• QUOTED TEXT:
┏━━

I beg to differ: the first solution was worse than using the -exec arg
to find since it still executed the command for each found file but
had the overhead of the shell and pipe and while loop to contend with
besides. It also didn't handle args with spaces in them :)

a

dg@lakart.UUCP (David Goodenough) (09/05/89)

OK - will you all get off my case, already!!

#! /bin/sh

awk 'BEGIN   {
		command = "'$1'"
		rec = command
	     }
	     {
		for (i = 1; i <= NF; i++)
		 {
		    if (length(rec " " $i) > 512 && rec != command)
		     {
			print rec
			rec = command
		     }
		    rec = rec " " $i
		 }
	     }
     END     {
		if (rec != command)
		    print rec
	     }'

The 512 can be changed to match the limits of whatever you want - it could
even be made a second parameter to this grungy little shell script. Or if
you want to make command everything else on the invocation line:

xargs grep -i foobar

type of thing, then the $1 in the BEGIN section can be changed to $*

So there :-P  Like I said, I do it all with awk :-)

┗━━

• TASK GOAL:
In the shell-script thread, why is the first solution judged worse than using the -exec argument to find? The listing has no connection to the shell-script thread.

• DATA EXCERPTS:
┏━━

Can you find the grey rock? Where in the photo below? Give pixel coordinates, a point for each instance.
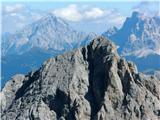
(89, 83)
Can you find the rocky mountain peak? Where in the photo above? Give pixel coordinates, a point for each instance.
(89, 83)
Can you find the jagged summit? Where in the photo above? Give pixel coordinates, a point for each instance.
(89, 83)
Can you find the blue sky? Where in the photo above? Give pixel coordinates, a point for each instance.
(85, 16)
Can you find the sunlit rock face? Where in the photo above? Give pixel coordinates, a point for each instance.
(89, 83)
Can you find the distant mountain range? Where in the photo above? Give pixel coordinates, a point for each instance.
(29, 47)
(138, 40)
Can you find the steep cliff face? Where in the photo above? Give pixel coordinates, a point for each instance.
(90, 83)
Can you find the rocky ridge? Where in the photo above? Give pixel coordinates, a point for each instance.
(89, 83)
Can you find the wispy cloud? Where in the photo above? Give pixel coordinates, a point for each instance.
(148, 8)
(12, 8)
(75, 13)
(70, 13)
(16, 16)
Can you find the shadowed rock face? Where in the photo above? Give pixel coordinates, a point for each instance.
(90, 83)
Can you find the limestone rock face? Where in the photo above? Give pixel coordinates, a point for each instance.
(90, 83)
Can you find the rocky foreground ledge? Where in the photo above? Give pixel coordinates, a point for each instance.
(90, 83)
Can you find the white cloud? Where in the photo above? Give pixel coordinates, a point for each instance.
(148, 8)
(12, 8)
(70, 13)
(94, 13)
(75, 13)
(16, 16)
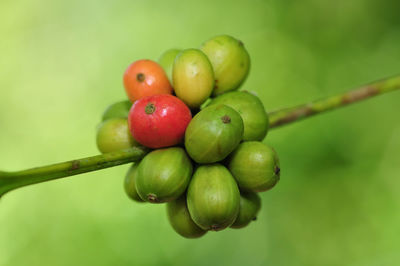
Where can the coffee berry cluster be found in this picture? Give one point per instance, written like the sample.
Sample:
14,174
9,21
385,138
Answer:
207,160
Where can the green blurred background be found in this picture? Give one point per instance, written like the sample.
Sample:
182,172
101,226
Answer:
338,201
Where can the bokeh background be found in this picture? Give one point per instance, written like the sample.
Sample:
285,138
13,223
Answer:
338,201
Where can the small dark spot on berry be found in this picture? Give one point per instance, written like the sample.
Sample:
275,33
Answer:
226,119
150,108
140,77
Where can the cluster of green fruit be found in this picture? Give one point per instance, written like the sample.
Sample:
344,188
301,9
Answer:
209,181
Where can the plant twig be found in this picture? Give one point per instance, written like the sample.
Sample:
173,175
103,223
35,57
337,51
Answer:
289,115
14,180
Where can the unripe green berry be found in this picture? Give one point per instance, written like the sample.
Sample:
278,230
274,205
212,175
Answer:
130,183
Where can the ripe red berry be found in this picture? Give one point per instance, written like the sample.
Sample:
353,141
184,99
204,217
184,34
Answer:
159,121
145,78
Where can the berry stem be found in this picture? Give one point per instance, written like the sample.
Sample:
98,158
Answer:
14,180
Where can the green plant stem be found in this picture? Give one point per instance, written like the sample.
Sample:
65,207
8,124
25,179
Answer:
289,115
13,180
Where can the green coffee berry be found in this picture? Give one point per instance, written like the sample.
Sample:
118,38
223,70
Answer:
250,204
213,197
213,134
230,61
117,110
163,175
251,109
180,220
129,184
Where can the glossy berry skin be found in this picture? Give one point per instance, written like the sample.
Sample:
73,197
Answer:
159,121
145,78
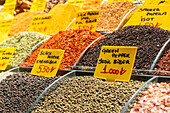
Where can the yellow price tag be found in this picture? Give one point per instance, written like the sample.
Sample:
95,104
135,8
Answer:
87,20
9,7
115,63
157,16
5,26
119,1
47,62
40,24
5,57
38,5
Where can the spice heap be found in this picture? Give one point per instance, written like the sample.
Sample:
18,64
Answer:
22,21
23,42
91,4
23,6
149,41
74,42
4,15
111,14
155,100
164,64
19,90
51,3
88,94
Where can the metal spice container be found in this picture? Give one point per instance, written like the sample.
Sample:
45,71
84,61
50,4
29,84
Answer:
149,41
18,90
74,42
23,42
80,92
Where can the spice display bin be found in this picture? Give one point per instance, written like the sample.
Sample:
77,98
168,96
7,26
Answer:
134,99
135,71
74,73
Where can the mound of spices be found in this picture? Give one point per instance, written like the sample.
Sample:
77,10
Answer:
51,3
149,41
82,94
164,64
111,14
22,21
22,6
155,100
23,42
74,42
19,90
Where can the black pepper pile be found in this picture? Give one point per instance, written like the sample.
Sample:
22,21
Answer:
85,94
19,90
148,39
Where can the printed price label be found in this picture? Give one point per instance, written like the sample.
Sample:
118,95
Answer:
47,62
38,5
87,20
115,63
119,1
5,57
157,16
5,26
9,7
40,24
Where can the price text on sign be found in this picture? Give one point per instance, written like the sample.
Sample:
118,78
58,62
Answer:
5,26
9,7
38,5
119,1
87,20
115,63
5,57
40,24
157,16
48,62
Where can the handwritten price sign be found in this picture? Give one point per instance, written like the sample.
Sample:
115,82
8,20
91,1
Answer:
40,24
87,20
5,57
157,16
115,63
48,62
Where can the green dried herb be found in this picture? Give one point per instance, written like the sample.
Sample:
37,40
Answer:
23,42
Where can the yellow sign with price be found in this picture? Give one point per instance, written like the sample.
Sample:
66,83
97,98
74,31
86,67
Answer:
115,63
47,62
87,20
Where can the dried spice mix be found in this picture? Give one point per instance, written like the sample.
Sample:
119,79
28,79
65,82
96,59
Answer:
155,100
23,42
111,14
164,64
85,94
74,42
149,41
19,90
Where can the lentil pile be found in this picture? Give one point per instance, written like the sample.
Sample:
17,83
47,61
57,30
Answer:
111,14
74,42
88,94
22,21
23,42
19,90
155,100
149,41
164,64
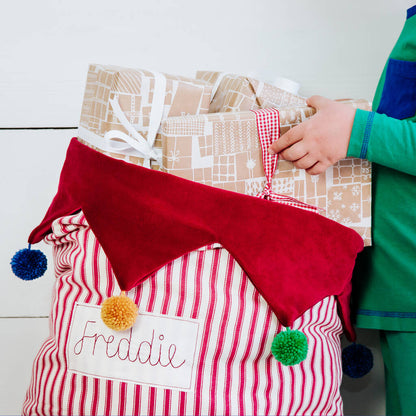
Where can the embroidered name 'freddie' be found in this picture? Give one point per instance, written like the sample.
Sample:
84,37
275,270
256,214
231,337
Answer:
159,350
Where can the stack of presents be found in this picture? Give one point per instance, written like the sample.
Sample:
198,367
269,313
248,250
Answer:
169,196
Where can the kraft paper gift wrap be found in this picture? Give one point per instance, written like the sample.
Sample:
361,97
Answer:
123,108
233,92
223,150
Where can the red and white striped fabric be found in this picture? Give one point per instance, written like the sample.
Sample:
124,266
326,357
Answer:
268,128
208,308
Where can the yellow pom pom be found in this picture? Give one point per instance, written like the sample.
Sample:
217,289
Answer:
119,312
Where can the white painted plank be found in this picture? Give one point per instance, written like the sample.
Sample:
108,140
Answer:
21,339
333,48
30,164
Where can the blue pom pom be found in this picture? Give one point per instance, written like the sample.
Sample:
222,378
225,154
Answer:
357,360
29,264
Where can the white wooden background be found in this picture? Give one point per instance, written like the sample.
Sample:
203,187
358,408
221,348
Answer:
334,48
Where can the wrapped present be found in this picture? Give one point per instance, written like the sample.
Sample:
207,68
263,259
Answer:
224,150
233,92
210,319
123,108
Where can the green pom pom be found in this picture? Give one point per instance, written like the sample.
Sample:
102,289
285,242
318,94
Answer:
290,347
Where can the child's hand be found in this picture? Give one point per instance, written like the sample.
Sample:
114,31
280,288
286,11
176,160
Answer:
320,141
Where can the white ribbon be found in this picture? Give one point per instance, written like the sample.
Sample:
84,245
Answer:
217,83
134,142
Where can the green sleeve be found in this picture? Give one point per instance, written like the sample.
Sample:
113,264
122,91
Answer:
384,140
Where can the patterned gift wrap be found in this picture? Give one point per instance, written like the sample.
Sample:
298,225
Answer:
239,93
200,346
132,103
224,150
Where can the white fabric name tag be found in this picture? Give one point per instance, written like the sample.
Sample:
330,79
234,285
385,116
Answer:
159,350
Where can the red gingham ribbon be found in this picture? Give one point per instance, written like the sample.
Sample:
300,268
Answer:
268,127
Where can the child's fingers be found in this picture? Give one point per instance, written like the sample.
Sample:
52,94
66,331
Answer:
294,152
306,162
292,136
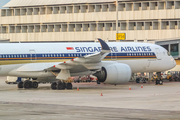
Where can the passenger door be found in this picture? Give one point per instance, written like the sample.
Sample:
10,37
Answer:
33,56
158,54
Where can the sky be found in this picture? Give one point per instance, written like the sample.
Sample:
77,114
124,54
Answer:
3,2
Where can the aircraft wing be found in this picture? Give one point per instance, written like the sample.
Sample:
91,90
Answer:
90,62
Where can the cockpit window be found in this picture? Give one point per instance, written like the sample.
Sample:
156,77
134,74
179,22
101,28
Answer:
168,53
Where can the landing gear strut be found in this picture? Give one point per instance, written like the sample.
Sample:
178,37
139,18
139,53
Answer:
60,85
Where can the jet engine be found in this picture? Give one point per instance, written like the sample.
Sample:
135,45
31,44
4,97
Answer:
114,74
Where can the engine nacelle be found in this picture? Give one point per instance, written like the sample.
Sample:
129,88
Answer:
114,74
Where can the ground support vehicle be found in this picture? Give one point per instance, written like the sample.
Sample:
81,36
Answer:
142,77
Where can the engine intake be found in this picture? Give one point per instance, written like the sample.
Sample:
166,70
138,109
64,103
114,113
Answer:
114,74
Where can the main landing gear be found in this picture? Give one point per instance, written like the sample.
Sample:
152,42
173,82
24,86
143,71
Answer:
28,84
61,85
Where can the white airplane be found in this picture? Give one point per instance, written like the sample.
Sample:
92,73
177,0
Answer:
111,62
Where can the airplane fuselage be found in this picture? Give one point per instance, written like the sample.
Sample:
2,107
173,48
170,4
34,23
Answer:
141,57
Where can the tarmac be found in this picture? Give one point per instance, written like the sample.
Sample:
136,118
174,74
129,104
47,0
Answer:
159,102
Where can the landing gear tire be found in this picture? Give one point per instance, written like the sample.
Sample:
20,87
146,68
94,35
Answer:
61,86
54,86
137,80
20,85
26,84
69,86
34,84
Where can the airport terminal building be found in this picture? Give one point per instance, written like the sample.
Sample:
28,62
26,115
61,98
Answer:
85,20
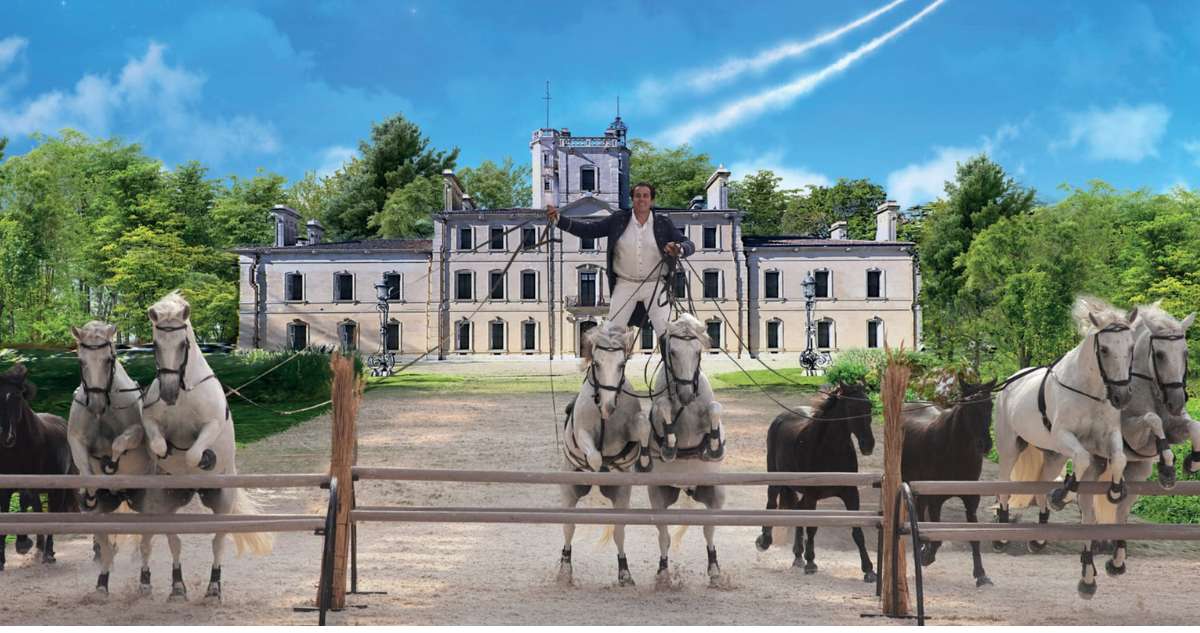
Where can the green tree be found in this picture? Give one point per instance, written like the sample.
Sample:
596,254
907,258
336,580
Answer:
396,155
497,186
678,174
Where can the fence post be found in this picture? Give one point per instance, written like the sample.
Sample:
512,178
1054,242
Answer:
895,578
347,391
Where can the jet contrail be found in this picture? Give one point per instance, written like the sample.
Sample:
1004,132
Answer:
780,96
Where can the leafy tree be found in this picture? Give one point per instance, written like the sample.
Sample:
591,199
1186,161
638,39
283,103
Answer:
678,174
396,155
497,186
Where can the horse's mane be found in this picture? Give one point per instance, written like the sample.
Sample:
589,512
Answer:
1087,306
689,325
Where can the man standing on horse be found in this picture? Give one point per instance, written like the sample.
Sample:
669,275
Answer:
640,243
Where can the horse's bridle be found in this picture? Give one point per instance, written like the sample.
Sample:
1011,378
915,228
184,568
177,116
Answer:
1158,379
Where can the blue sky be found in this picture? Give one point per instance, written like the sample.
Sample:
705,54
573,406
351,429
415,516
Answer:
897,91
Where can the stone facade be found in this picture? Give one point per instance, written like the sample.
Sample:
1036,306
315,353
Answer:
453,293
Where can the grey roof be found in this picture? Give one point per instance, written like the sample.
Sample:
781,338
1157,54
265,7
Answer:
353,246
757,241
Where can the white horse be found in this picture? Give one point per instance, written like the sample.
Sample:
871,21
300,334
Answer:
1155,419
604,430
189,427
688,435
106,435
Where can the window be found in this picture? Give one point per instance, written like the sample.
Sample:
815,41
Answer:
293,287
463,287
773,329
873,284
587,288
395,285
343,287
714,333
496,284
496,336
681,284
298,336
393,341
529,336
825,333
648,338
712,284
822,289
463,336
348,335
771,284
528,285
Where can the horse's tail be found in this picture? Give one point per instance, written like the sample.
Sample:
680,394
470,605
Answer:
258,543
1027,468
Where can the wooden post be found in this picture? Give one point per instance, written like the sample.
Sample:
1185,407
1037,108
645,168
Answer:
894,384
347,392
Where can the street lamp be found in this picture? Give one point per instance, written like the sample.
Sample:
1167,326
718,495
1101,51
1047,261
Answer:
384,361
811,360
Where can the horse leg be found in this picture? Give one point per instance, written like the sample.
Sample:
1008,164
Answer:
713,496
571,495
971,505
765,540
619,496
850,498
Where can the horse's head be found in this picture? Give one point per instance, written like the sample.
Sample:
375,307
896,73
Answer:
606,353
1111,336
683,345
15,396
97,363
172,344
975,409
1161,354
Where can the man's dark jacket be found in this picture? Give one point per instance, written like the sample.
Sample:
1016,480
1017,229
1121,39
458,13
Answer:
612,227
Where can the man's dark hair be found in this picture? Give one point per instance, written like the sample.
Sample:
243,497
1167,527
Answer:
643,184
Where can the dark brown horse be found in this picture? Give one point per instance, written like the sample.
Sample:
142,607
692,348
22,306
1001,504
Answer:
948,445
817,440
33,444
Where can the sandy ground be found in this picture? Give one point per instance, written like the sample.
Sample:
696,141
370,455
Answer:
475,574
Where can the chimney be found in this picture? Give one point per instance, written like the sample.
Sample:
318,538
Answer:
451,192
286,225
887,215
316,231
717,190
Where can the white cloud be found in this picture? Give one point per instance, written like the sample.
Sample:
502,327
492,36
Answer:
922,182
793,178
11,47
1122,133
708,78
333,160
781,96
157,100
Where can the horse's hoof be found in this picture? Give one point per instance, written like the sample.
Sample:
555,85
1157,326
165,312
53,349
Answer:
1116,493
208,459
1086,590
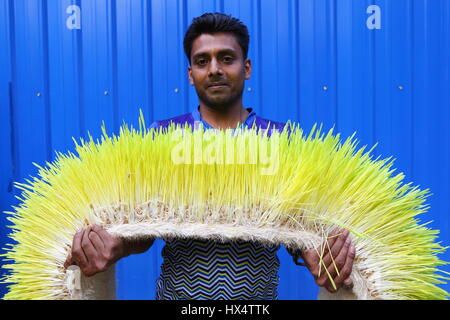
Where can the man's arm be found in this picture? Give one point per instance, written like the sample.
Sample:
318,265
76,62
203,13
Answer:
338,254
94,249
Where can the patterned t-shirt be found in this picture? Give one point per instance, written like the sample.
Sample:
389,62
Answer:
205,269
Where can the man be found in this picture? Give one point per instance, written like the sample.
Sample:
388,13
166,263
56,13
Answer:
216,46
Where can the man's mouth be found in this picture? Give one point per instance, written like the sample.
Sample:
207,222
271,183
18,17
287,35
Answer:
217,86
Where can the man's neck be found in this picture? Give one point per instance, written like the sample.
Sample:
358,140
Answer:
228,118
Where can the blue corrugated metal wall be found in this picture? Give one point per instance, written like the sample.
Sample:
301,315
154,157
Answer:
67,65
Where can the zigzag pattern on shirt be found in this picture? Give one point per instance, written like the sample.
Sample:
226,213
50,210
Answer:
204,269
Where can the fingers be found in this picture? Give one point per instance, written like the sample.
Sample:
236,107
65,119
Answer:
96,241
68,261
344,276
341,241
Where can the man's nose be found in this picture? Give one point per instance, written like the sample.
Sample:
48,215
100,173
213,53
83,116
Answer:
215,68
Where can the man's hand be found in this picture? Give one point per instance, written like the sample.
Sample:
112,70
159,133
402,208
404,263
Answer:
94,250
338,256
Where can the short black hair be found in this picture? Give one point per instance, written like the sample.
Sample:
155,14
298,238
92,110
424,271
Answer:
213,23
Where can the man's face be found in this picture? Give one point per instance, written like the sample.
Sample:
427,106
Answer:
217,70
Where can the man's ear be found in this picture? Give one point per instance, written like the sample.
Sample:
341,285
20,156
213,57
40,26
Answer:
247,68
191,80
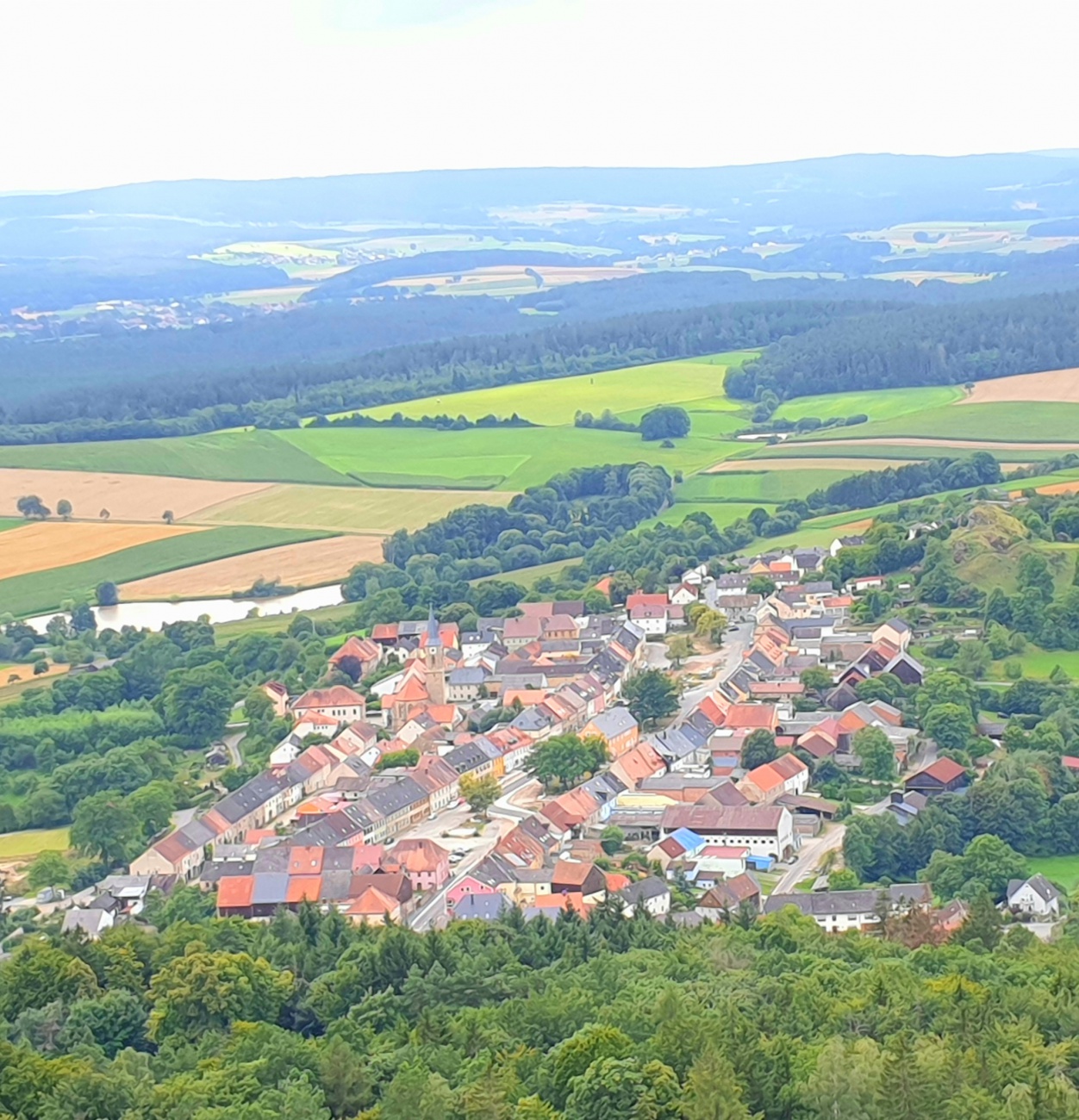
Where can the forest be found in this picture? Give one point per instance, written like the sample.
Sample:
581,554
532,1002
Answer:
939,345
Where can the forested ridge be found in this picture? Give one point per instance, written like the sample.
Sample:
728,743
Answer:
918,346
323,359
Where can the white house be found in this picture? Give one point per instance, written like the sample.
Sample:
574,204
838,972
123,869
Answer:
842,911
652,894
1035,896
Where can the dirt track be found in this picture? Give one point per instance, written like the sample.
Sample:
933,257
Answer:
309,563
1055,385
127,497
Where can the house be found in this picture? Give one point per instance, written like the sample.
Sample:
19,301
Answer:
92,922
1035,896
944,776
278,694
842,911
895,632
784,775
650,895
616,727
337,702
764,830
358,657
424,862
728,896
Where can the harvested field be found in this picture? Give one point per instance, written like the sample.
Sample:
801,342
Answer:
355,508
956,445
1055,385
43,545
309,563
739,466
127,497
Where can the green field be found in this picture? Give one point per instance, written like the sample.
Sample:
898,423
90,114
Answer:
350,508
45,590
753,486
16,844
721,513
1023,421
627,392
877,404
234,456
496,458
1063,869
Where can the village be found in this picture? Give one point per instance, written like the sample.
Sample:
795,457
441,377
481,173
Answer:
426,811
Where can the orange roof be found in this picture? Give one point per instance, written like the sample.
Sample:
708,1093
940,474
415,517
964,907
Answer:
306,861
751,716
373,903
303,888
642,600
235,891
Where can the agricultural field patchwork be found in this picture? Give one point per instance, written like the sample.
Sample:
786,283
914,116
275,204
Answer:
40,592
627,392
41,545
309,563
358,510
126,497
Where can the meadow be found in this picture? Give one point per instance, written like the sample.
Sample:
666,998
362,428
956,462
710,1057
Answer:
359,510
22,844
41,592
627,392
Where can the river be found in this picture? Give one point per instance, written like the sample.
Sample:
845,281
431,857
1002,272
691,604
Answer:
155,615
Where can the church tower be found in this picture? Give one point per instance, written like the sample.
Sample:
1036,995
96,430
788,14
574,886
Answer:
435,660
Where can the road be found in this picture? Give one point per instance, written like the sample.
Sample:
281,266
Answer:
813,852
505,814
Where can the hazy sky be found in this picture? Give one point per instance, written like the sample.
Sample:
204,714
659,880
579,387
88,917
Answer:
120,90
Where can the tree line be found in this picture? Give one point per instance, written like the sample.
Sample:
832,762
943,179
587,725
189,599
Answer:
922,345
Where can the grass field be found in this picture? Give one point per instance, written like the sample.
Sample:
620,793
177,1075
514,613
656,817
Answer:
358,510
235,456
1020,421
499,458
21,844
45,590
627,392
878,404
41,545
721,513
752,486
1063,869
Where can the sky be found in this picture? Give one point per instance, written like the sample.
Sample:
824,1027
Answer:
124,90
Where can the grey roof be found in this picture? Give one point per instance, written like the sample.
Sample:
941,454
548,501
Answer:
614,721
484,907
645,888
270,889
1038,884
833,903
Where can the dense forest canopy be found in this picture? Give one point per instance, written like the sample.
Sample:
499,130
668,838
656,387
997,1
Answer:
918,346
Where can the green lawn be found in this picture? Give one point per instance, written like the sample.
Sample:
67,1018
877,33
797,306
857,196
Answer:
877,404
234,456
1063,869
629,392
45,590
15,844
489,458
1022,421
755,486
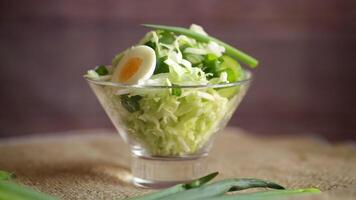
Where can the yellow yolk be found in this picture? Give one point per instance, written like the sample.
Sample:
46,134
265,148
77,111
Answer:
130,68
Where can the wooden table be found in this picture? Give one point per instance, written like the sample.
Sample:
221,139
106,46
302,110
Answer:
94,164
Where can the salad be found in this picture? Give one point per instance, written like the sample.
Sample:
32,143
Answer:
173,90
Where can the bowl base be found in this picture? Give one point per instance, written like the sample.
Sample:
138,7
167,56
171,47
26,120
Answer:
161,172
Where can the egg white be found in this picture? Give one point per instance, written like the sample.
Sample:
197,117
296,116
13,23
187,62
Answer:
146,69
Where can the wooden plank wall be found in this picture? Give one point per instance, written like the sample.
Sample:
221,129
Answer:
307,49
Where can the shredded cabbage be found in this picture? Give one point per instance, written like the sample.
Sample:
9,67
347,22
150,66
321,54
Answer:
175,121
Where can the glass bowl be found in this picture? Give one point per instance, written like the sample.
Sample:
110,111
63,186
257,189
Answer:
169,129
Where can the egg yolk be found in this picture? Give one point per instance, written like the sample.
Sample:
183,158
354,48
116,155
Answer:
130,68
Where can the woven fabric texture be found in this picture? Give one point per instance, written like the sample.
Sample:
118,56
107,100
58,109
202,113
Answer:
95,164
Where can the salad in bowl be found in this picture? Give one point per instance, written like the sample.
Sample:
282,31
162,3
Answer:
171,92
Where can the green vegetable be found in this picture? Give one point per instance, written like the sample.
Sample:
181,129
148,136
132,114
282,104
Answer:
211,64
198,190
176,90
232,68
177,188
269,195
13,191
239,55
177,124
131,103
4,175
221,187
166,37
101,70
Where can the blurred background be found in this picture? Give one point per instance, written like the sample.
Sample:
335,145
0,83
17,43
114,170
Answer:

┗━━

• IN RESPONSE:
Like -exec, it still ran the command once for each file found, but it also added the overhead of the shell, the pipe and the while loop. It also failed to handle arguments containing spaces.